• Prompt
Find each line in the entries below that contains the string "query" with the same capitalization, and copy those lines out.

• Stored rows

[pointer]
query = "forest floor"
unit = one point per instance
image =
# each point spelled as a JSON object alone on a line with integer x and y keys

==

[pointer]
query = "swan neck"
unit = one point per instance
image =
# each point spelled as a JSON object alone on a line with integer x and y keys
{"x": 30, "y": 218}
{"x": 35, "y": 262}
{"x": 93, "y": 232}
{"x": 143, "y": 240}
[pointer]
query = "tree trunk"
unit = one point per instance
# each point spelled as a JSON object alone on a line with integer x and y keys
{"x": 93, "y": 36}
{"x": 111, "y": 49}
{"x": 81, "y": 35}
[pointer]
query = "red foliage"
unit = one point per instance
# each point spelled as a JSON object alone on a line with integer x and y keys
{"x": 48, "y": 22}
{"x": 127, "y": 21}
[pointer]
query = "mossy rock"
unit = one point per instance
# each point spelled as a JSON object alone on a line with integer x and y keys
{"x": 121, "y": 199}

• Worked solution
query = "forest floor"
query = "swan neck"
query = "tree trunk"
query = "red foliage"
query = "mossy rock"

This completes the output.